Task to carry out
Repeat the material exactly as it appears.

━━ Task data

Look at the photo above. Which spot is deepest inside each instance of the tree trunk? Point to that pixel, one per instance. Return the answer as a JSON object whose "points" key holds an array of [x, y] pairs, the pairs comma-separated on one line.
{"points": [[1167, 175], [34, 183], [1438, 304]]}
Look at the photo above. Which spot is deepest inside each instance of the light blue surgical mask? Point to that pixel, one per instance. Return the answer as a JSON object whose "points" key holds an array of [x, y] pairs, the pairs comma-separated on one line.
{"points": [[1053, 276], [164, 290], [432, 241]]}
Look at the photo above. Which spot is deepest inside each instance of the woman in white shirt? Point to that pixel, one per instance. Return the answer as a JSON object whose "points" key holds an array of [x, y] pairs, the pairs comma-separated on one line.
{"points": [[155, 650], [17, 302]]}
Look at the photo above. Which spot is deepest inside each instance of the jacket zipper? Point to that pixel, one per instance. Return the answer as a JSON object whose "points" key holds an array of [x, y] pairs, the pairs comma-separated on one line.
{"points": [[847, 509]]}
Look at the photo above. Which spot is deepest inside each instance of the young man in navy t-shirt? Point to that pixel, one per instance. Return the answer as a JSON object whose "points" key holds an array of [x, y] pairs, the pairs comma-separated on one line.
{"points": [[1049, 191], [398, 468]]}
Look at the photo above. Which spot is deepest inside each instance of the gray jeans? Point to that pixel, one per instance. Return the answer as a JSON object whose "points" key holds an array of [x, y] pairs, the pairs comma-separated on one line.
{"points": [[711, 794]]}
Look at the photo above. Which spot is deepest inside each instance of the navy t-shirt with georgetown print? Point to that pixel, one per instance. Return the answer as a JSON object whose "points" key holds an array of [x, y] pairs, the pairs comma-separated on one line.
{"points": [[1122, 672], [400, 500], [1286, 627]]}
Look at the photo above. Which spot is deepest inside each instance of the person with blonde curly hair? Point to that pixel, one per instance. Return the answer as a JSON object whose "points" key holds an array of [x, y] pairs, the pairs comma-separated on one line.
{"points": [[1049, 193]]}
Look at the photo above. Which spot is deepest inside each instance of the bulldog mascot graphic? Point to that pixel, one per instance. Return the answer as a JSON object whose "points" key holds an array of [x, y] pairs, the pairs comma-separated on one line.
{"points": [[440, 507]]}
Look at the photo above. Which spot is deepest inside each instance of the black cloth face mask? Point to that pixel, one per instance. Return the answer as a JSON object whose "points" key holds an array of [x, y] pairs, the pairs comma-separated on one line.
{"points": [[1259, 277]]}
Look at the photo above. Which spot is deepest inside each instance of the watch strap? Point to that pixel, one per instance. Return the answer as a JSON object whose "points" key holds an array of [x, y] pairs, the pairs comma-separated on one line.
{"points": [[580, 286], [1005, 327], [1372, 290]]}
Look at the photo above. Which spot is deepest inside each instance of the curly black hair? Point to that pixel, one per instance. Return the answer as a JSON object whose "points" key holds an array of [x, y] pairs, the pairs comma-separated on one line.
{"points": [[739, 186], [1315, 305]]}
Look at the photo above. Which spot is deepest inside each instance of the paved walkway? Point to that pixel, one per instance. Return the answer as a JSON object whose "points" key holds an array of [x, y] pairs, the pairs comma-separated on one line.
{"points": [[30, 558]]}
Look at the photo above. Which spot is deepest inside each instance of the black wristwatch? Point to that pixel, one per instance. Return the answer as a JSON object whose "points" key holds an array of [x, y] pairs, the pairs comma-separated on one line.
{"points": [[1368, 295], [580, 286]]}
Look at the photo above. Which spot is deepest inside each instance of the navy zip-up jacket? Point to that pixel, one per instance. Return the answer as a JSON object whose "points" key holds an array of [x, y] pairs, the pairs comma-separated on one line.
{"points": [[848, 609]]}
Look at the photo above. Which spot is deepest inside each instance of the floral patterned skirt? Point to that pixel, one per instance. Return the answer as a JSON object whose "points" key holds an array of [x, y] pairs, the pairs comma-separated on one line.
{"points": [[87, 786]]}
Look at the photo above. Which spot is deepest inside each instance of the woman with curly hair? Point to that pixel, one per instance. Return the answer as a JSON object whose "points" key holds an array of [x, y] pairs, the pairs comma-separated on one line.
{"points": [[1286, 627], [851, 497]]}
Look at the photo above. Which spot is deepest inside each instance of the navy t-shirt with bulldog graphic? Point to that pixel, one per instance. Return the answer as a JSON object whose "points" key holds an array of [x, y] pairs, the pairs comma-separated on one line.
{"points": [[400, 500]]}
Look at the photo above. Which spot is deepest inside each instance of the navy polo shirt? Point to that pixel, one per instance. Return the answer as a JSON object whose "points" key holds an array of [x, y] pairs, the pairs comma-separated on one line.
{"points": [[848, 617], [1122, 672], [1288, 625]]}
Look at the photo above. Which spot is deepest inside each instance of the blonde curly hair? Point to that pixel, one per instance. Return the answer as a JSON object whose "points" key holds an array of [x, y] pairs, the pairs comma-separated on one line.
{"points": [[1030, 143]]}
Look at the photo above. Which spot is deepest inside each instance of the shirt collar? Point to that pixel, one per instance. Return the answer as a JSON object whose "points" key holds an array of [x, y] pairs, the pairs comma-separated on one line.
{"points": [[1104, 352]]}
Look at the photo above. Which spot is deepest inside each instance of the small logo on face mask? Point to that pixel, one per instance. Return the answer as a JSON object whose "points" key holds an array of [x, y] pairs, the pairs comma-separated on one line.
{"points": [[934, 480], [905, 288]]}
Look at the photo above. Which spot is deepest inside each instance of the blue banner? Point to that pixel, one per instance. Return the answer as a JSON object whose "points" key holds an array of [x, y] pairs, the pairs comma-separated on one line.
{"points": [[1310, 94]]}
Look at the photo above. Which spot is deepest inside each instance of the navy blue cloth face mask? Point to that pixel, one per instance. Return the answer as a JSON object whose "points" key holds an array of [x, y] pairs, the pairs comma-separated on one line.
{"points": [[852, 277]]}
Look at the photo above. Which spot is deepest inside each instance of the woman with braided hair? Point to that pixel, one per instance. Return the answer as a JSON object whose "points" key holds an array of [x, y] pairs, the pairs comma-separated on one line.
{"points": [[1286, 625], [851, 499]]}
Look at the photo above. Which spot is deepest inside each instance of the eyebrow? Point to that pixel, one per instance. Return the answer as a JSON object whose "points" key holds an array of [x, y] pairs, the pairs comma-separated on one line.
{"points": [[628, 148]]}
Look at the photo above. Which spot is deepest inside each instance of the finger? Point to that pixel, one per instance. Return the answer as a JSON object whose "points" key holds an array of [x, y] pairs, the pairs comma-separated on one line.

━━━━

Final result
Look at the photo above. Which spot is deepest inside each instance of the tree trunk? Point to that pixel, one per instance. Return the answer as a JSON object whose "points" key holds an array of [x, y] pairs, the pairs comma-separated on one line.
{"points": [[1167, 175], [34, 183], [1438, 304]]}
Look at the photo above. Which spot is deepest inside each instance of the light blue surgical mask? Point to that pixel, one per instance. Return the answer as a JSON object whose "points" key holds an array of [x, y] pairs, the pairs comma-separated on one line.
{"points": [[1053, 276], [164, 290], [432, 241]]}
Look at the photo above. Which spot is deepest inside each instance of the woman in white shirt? Point to that pixel, one per instance. Return the answer as a JSON object whose "points" key holds an array of [x, y] pairs, the pairs comma-separated on one line.
{"points": [[155, 650], [17, 302]]}
Look at the photo above. Which spot is deepest inside each instance of the jacket zipper? Point to that pixel, one per instance. Return the answer as a JSON object whose "points" key holds an array of [x, y] pairs, the pairs comma-separated on one line.
{"points": [[847, 509]]}
Look at the photo above. Which spot is deepest inside each instance of the young man in navy t-shirt? Point to that pixel, one per instance. Return the answer as a JSON object whose "points" key holds an array of [x, y] pairs, the pairs comma-separated on one line.
{"points": [[1049, 191], [398, 468]]}
Look at the photo above. Which spot is deepest inside each instance of the gray jeans? Point to that pixel, one per instance. Return the answer as a JSON object whose "points" key holds an array of [x, y] pairs, the pairs comma-separated on one line.
{"points": [[711, 794]]}
Look at the photo above. Which spot is deepest inside each instance of the navy t-shirt with georgetown print? Point to that pixel, one per instance. Return the answer as a JSON object whose "points" key holds an array of [x, y] pairs, the pairs comma-separated on one line.
{"points": [[1122, 672], [400, 500], [1286, 627]]}
Look at the photo above. Which spot is deepest inside each instance of the person with blonde curly hair? Point to that pixel, one per instance. Return the answer as a JSON object whose "points" key holds an array of [x, y] pairs, the pairs comma-separated on one line.
{"points": [[1049, 193]]}
Look at the photo above. Which spot is deepest inside each instance of the bulldog mascot graphic? Point to that pixel, one per instance. Return the answer as a JSON object whose "points" key holds an array of [x, y] pairs, the pairs comma-separated on one line.
{"points": [[440, 507]]}
Look at the photo above. Which spot is deepest inside each instance of the black cloth face mask? Point to that pixel, one per instance. Return the answer as a JSON object whose "points" key holds an array of [x, y] pairs, the pairs comma-separated on one line.
{"points": [[1259, 277]]}
Look at the photo above. Which spot is deepest inside each instance of the watch strap? Point to that pixel, one per instance. Return the answer as a JSON object whose "points" key holds an array of [x, y] pairs, the pairs comma-separated on one line.
{"points": [[580, 286], [1005, 327], [1372, 290]]}
Look at the photo above. Which spot is deepest inside each instance of the curly black hair? Point to that pixel, one per instance. Return the answer as a JSON object whose "points" key holds an array of [x, y] pairs, the pairs comma-separated on one line.
{"points": [[739, 186], [1315, 305]]}
Look at the photo above. Which spot is deepest inside each instance of the paved walkway? Point to that pixel, one per instance. Return the answer as a JSON object whose "points" key holds an array of [x, y] pairs, the pairs comma-separated on one line.
{"points": [[30, 558]]}
Look at the photo above. Which spot is deepest inside each instance of the black wristwatch? Point to that pixel, one per instance. Return the answer as a JSON object whose "points" key holds an array of [x, y] pairs, the pairs comma-separated on one line.
{"points": [[1368, 295], [580, 286]]}
Look at the photo above. Which spot is deepest inside each instance of the navy zip-up jacket? Point to that pixel, one per instance. Return the answer as a JSON object whose "points" key holds an array of [x, y] pairs, the pairs comma-separated on one line.
{"points": [[848, 609]]}
Look at the photo above. Which spot is deepest inside each instance of the floral patterned skirt? Point to that pixel, one per instance. Return the answer as a JSON object whose "points" key holds an array of [x, y] pairs, the pairs comma-separated on one line.
{"points": [[87, 786]]}
Look at the photo above. Which spot is deepest inside each instance of the woman with curly hair? Point to that pixel, one per instance. Return the answer as a JSON object whose "points" key holds an array of [x, y] pairs, the pairs comma-separated on one line.
{"points": [[1286, 627], [851, 497]]}
Look at the photo above. Which spot is deepest inside each instance of the navy t-shirt with bulldog graphic? Point to that pixel, one per instance. Return the answer as a JSON object whose "points" key holds an array of [x, y] pairs, the pairs comma-separated on one line.
{"points": [[400, 500]]}
Look at the photo above. Which spot is deepest inside each instance of the navy polo shirt? Point to that pixel, one per instance. Return the answer as a JSON object whose "points" key holds an array of [x, y] pairs, the pairs comma-separated on one line.
{"points": [[848, 617], [1122, 672], [1288, 625]]}
Look at the photo above. Which spot is deepest inside each instance of the blonde curly hair? Point to that pixel, one per instance. Return the answer as a JSON object whose "points" key holds an array of [x, y] pairs, the pairs comma-separated on one line.
{"points": [[1030, 143]]}
Look at the photo above. Which spot is deepest inside each instance of the shirt collar? Point to that pixel, one per instance. Return the answer as a JSON object whose "points" key holds an array of [x, y] pairs, the pairs comma-separated on one line.
{"points": [[1104, 352]]}
Look at the photo above. Which spot is deepest inside each instance of the small logo on face mask? Point to that pixel, one per instance. Return the answer as a JSON object whose "points" key holds an array of [x, y] pairs, the pairs comma-separated on one line.
{"points": [[934, 480], [905, 288]]}
Look at the photo above. Which spot is deepest inside each instance of the blue banner? Point to that pixel, one per instance. Return the answer as a JSON object whose "points" key holds an array of [x, y] pairs, the pairs comma-separated on one line.
{"points": [[1310, 94]]}
Look at the photo above. Which spot is deepest inside each instance of the navy blue cloth face mask? Point to that pixel, one per instance. Return the answer as a JSON object whose "points" key holds an array of [x, y] pairs, the pairs comma-separated on one line.
{"points": [[852, 277]]}
Look at the photo above. Which spot is deepest inside each instance of the woman with braided hair? Point to that pixel, one per instance. Return the answer as a JSON object whose "points" key holds an array of [x, y] pairs, the pairs comma-separated on one line.
{"points": [[1286, 625], [851, 499]]}
Look at the photo above. Which spot is deepest inside each instance of the eyebrow? Point to that pixel, one per instance. Return the answer as a JSON object whose "points" key holds an array of [x, y] pairs, the pairs comma-separated on one line.
{"points": [[628, 148]]}
Look at the photo above. Which spot is deepest inside each instance of the finger? Point to that pixel, one per instance. Return the answer as a JSON object whose "points" key holds an array of [x, y] pairs, the pairs comma-separated on one line.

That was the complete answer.